### Request
Continue the Triple 9 film review below from the point where it stops, keeping its tone.

|Runtime:||1 Hour 55 mins|
|Studio:||Open Road Films|
|Release Date:||US: Feb 26 2016
UK: Feb 19 2016
|See If You Like:||Training Day,
It’s a 99 ice cream cone… squared… or cubed… *Police Reference*
John Hillcoat has crafted a nice reputation for himself with the high quality of cinematic delights The Road and Lawless. No man is bulletproof however, and he shows his fallible tendencies with a major waste of a superb name cast in bent cop heist crime thriller Triple 9.
Michael Belmont (Chiwetel Ejiofor, Secret In Their Eyes) leads a group of bent cops and ex-Special Forces members in pulling off heists for the Russia Mafia for a big payday in Atlanta, Georgia. However, mafia moll supremo Irina Vlaslov (Kate Winslet, Steve Jobs) pulls a fast one on the group, giving them a near-impossible task to complete before they get their money. Marcus Atwood (Anthony Mackie, The Night Before) comes up with a plan for a ‘999’ Police call where all units respond to an ‘Officer Down’ event, with his innocent rookie gang squad member Chris Allen (Casey Affleck, Interstellar) in the crosshairs. Hot on their tails however is Chris’ uncle, Sergeant Detective Jeffrey Allen (Woody Harrelson, The Hunger Games: Mockingjay – Part 2), who starts to notice one or two coincidences around the police force.

### Material
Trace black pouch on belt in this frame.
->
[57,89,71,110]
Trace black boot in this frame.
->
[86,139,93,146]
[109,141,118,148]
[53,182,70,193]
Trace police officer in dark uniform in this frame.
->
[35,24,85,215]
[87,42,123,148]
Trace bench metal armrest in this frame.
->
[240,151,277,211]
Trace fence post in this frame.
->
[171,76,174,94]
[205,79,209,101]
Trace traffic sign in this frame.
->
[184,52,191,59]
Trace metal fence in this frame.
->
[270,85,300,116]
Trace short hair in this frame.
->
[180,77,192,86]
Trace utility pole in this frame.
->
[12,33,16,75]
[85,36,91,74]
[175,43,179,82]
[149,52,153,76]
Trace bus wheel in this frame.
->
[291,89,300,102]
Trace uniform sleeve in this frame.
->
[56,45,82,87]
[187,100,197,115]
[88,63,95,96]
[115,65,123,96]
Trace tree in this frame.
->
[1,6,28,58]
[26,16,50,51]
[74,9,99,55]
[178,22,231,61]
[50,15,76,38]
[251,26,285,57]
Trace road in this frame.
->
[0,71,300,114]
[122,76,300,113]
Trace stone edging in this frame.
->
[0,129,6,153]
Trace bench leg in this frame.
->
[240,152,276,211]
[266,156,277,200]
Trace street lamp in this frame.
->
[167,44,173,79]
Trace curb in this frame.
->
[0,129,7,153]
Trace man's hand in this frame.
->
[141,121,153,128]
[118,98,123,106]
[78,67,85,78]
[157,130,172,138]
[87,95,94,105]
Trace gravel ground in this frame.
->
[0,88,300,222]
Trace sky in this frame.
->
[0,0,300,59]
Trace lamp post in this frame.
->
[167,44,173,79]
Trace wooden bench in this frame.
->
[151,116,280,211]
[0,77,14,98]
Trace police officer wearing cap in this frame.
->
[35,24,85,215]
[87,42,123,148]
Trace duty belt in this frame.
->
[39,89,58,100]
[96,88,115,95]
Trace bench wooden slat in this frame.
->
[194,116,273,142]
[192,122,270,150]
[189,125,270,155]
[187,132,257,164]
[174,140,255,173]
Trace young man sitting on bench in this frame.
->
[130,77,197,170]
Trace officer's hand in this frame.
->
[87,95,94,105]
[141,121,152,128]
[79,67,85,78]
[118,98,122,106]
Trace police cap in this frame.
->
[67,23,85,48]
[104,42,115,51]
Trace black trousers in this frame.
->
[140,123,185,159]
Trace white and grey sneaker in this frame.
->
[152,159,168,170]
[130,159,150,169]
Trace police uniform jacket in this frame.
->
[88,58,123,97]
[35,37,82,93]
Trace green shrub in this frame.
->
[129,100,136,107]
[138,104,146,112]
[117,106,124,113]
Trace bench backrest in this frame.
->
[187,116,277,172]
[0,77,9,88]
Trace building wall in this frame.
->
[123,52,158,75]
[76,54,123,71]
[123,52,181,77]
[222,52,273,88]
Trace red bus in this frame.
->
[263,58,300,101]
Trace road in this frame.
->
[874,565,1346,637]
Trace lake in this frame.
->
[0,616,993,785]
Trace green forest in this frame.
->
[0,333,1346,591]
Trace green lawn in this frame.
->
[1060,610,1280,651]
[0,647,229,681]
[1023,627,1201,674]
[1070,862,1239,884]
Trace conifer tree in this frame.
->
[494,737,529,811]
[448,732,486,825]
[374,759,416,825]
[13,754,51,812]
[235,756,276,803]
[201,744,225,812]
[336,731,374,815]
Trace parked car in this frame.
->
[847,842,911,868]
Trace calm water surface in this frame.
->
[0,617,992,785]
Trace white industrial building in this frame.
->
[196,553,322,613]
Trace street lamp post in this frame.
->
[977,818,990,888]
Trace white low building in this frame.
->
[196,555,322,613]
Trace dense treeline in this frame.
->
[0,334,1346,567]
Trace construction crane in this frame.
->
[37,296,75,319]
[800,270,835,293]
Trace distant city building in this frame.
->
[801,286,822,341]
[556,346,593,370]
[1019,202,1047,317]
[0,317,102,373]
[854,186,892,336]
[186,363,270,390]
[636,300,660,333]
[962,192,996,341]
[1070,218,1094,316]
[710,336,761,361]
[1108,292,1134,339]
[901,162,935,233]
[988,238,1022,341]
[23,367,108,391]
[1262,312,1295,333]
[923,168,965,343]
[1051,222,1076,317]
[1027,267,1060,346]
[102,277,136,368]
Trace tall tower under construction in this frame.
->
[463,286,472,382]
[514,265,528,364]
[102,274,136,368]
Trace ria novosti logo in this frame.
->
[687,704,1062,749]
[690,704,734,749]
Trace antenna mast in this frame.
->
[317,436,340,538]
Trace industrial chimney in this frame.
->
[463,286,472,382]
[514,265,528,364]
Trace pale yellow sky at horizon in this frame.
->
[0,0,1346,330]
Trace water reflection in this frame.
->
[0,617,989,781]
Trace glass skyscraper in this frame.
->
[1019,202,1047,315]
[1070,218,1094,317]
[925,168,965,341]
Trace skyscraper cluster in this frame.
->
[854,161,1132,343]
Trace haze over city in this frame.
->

### Answer to this problem
An impressive cast on paper, Triple 9 takes steps forward & backwards with it’s usage of members. Ejiofor adds to a nice resume with a reasonably sympathetic performance as the ex-forces guy whose trying to earn some dollar and respect so he can see his son again. Whilst that subplot is underplayed, Ejiofor keeps up his man-with-the-plan with an intense focus throughout, allowing the human side to poke through only when needed. Considering it may sound clown shoes, and worrying given her ineffective antagonistic role in the Divergent series, Winslet was rather threatening, and carries a menacing presence to go along with a ruthless mob family streak. Mackie does not put a foot wrong as the cop who struggles to come to terms with ending an innocent life.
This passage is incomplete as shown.